▸ What to do:
Rewrite the material from the line containing "yellow-green foliage cluster." up to and including the line containing "[[733, 614, 780, 861]]", replacing "on-screen location" with "screen position" and leaving everything else unchanged.

_____

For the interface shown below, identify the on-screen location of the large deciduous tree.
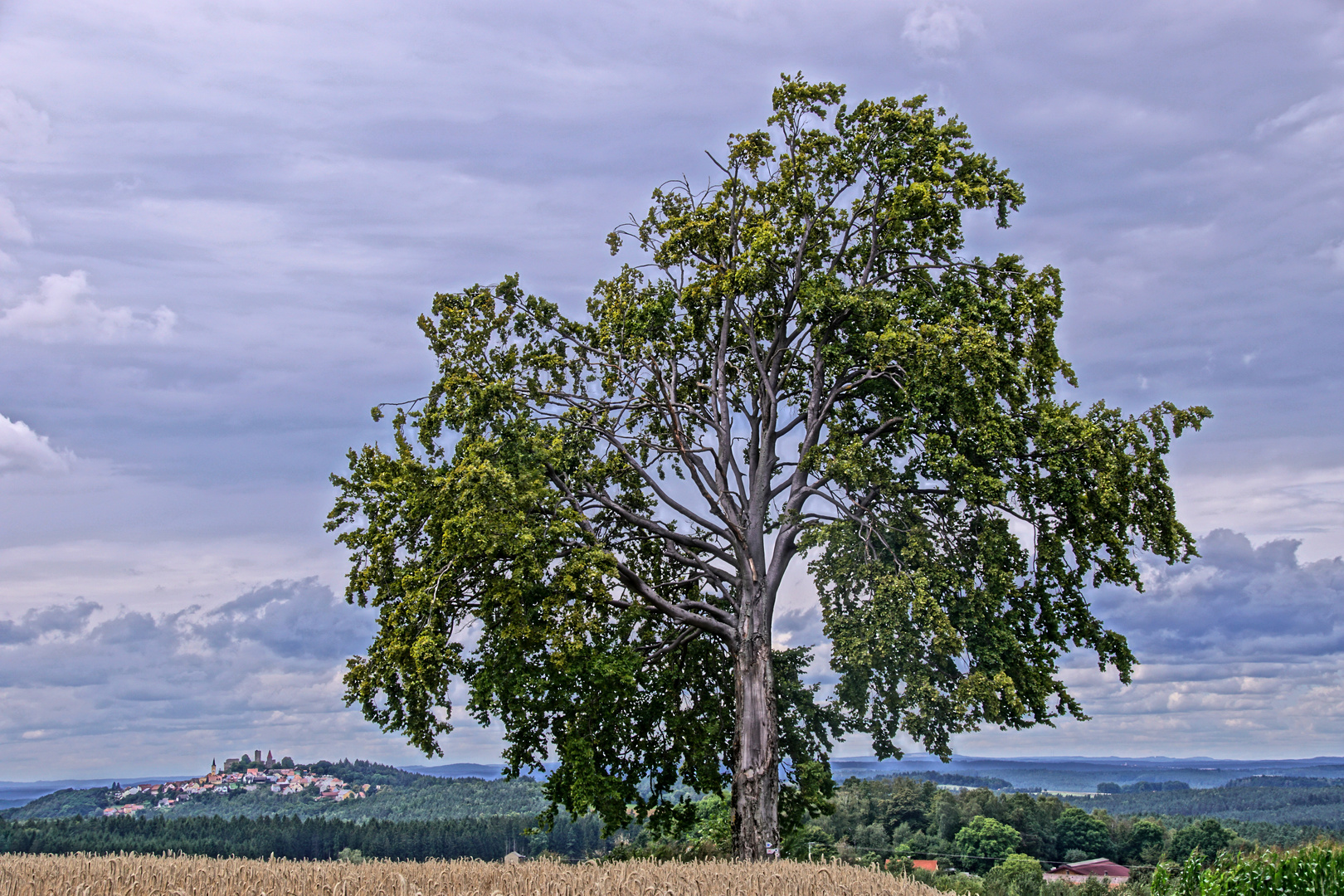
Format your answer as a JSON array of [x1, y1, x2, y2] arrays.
[[328, 76, 1208, 859]]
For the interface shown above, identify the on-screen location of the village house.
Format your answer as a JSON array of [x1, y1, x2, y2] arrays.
[[1045, 859, 1129, 887]]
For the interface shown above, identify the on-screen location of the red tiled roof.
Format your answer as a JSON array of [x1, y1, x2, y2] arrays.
[[1051, 859, 1129, 877]]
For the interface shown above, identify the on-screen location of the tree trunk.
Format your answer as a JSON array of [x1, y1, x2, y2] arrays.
[[733, 626, 780, 861]]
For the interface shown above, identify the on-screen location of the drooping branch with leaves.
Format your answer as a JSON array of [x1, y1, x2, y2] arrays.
[[328, 75, 1208, 859]]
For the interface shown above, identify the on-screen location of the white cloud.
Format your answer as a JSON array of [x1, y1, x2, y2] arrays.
[[0, 196, 32, 243], [0, 87, 51, 161], [0, 270, 178, 343], [0, 414, 74, 475], [900, 2, 982, 52]]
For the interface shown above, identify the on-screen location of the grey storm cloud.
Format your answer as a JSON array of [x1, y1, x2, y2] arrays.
[[0, 579, 373, 704], [0, 599, 102, 645], [1095, 529, 1344, 664]]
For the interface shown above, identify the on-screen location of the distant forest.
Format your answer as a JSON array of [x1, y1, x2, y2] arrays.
[[1070, 775, 1344, 830], [0, 762, 1344, 869]]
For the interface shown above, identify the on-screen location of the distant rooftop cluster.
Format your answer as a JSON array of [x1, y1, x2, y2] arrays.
[[102, 750, 375, 816]]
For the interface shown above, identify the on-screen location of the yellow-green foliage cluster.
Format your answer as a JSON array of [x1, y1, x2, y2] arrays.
[[1152, 846, 1344, 896], [0, 855, 937, 896]]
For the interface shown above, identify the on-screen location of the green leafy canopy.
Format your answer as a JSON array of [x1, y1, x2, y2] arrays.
[[328, 75, 1210, 843]]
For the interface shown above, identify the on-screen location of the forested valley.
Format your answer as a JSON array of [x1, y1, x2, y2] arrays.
[[0, 762, 1344, 870]]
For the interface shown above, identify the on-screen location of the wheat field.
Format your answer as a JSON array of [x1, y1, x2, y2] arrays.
[[0, 855, 938, 896]]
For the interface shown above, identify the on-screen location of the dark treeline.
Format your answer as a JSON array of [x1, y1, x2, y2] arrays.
[[1069, 775, 1344, 830], [0, 816, 611, 859]]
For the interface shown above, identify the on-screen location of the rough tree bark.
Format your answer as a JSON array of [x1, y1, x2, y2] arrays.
[[733, 614, 780, 861]]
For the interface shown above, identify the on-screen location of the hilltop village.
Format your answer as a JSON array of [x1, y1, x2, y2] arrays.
[[102, 750, 377, 816]]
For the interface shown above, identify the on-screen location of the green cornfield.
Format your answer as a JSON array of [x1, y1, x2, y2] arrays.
[[1152, 846, 1344, 896]]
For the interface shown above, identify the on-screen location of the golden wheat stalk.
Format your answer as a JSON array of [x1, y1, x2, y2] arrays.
[[0, 855, 938, 896]]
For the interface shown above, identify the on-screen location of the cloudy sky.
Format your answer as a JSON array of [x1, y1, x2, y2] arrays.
[[0, 0, 1344, 779]]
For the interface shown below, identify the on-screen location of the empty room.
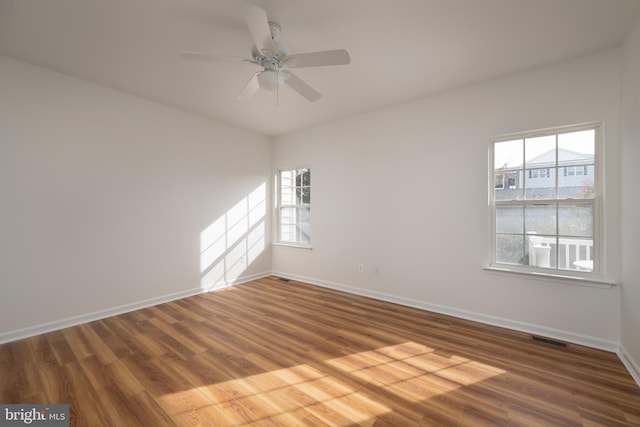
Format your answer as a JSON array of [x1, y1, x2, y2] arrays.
[[0, 0, 640, 427]]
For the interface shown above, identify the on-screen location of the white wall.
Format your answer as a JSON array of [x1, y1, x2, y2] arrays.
[[621, 15, 640, 382], [273, 49, 620, 349], [0, 57, 271, 342]]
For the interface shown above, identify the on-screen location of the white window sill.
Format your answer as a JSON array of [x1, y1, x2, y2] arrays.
[[484, 265, 617, 289], [272, 242, 313, 251]]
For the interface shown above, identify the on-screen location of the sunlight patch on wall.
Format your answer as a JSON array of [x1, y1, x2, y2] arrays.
[[200, 182, 267, 291]]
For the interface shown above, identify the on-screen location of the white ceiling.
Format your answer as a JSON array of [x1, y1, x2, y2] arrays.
[[0, 0, 640, 135]]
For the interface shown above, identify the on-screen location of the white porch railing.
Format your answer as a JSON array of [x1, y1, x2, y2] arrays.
[[529, 236, 593, 271]]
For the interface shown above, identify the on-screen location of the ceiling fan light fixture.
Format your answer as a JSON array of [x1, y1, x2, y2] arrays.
[[258, 70, 284, 92]]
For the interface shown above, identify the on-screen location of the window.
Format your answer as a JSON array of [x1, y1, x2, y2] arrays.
[[278, 168, 311, 245], [490, 124, 601, 277]]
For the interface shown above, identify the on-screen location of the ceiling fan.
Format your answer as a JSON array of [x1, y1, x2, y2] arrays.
[[181, 4, 351, 102]]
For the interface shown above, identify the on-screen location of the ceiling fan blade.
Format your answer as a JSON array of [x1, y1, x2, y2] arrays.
[[236, 71, 262, 100], [286, 49, 351, 68], [180, 50, 256, 64], [244, 4, 275, 57], [284, 71, 322, 102]]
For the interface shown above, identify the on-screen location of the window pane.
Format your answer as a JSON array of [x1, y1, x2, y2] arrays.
[[525, 167, 556, 200], [280, 186, 296, 205], [526, 235, 557, 268], [558, 129, 596, 163], [300, 169, 311, 187], [296, 187, 311, 205], [496, 234, 525, 264], [496, 206, 524, 234], [524, 135, 556, 168], [493, 139, 523, 200], [280, 171, 294, 187], [280, 207, 310, 243], [558, 164, 595, 199], [558, 238, 593, 271], [558, 204, 593, 238], [297, 207, 311, 243], [525, 205, 556, 235]]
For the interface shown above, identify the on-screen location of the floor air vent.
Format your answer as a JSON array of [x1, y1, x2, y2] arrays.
[[530, 335, 569, 348]]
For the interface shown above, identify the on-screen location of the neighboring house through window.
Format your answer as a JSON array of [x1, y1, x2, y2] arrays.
[[278, 168, 311, 246], [490, 124, 601, 276]]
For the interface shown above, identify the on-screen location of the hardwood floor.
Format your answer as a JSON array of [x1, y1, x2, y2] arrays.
[[0, 277, 640, 427]]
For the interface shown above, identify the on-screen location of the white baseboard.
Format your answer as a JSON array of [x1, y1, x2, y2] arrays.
[[617, 345, 640, 387], [273, 271, 620, 353], [0, 272, 271, 344]]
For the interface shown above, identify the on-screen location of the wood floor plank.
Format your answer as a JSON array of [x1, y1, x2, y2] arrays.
[[0, 277, 640, 427]]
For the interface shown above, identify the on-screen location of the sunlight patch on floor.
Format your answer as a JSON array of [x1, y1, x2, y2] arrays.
[[327, 342, 506, 402], [159, 364, 391, 427]]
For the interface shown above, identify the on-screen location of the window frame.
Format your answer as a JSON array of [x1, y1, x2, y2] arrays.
[[274, 165, 312, 249], [486, 122, 612, 285]]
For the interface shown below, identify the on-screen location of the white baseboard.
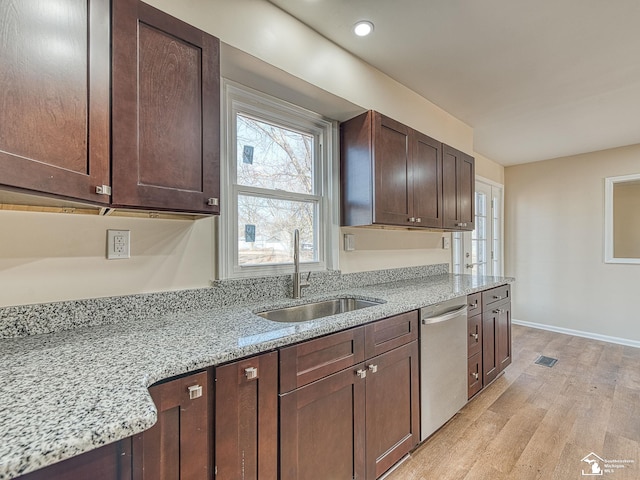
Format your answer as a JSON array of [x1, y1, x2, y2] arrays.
[[511, 318, 640, 348]]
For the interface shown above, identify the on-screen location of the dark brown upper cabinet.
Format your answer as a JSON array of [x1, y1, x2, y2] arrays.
[[340, 111, 475, 230], [112, 0, 220, 213], [0, 0, 110, 204], [442, 144, 475, 230], [0, 0, 220, 214]]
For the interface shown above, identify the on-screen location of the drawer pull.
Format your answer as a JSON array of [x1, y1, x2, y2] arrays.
[[244, 367, 258, 380], [188, 385, 202, 400]]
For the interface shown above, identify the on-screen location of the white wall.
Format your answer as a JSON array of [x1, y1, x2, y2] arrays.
[[0, 210, 213, 306], [0, 0, 502, 307], [505, 145, 640, 341]]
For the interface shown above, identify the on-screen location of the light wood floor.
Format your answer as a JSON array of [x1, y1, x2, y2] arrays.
[[385, 325, 640, 480]]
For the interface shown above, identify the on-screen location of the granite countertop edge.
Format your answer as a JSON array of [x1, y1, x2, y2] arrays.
[[0, 274, 515, 480]]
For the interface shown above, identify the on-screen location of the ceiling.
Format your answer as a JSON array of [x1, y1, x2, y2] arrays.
[[270, 0, 640, 165]]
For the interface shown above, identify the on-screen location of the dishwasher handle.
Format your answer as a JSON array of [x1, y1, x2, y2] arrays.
[[422, 305, 467, 325]]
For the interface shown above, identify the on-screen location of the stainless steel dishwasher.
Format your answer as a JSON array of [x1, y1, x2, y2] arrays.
[[420, 296, 468, 441]]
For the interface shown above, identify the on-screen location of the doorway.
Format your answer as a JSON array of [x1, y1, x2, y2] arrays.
[[451, 177, 504, 276]]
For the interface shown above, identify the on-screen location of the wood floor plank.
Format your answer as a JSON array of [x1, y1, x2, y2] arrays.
[[387, 325, 640, 480]]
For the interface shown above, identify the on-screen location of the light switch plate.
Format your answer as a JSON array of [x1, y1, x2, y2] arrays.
[[344, 233, 356, 252], [107, 230, 131, 260]]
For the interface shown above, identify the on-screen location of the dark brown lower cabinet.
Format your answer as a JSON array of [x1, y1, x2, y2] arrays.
[[467, 353, 482, 398], [482, 310, 500, 385], [20, 438, 131, 480], [482, 302, 511, 385], [364, 341, 420, 479], [214, 352, 278, 480], [280, 334, 420, 480], [496, 302, 511, 371], [280, 364, 366, 480], [133, 371, 212, 480]]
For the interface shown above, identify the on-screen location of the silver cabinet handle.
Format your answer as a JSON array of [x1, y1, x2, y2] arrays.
[[188, 385, 202, 400]]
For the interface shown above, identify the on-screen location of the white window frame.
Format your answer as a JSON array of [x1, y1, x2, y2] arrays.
[[217, 79, 339, 279], [451, 175, 504, 276]]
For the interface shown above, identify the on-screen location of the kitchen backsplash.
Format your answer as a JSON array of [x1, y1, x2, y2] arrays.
[[0, 263, 449, 339]]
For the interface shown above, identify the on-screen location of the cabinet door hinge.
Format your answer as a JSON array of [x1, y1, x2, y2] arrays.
[[96, 185, 111, 195]]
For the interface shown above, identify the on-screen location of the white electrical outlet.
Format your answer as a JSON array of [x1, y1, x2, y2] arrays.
[[107, 230, 131, 260], [344, 233, 356, 252]]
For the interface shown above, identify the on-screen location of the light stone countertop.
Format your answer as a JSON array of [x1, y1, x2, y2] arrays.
[[0, 274, 514, 480]]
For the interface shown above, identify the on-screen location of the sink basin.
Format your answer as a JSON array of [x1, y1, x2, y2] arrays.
[[256, 298, 382, 322]]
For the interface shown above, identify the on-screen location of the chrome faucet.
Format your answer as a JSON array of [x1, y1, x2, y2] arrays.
[[293, 228, 311, 298]]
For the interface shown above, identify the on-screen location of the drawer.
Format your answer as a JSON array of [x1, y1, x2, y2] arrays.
[[482, 285, 511, 311], [364, 310, 419, 359], [467, 353, 482, 398], [467, 314, 482, 357], [467, 292, 482, 318], [280, 327, 365, 393]]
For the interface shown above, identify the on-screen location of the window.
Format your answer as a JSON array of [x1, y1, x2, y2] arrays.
[[452, 180, 503, 276], [219, 81, 338, 278]]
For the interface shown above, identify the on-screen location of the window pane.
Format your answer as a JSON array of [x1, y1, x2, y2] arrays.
[[236, 115, 314, 194], [238, 195, 318, 265]]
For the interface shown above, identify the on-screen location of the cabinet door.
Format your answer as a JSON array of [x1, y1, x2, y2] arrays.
[[112, 0, 220, 213], [364, 341, 420, 480], [496, 302, 511, 371], [482, 310, 500, 385], [0, 0, 110, 203], [133, 372, 211, 480], [442, 144, 475, 231], [19, 438, 131, 480], [280, 364, 365, 480], [373, 113, 414, 226], [364, 310, 418, 358], [214, 352, 278, 480], [411, 131, 442, 228]]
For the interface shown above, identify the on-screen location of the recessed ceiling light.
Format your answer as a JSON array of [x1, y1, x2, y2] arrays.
[[353, 20, 373, 37]]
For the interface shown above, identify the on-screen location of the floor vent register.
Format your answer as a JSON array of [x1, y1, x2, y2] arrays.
[[535, 355, 558, 367]]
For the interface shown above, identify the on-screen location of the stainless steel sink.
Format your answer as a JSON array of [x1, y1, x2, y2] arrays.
[[256, 298, 382, 322]]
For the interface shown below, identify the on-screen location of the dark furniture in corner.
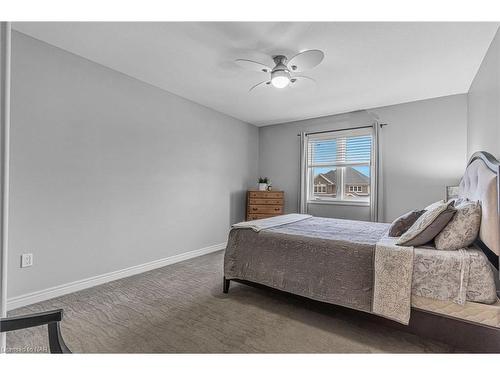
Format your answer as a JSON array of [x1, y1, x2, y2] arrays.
[[0, 309, 71, 354]]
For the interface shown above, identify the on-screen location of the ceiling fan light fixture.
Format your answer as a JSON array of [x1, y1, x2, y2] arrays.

_____

▸ Expected answer:
For the interface shown above, identify the screen position of the yellow-green foliage cluster.
Format your answer as a JSON array of [x1, y1, x2, y2] arrays.
[[1152, 846, 1344, 896], [0, 855, 937, 896]]
For the interface shown above, identify the screen position of the green leafy canopy.
Format your answer as a JSON array of [x1, y1, x2, y2] arrays.
[[328, 75, 1210, 843]]
For the interface shown above, identify the screen position of the forested valley.
Format your answer as a JSON array of [x1, y1, x2, y2] arrays.
[[0, 762, 1344, 870]]
For the interface shown above, identify the screen position of the wheat field.
Format your answer as a JSON array of [x1, y1, x2, y2] arrays.
[[0, 855, 938, 896]]
For the interface shown above, identify the screen position of the dark treeline.
Format your answer as a JSON array of [x1, y1, x2, y2] arrays.
[[1069, 775, 1344, 830], [0, 816, 611, 859]]
For the interface shown above, identify the screen position of the rough tree bark.
Format your answer as a JSON array of [x1, y1, x2, y2] arrays.
[[733, 614, 780, 861]]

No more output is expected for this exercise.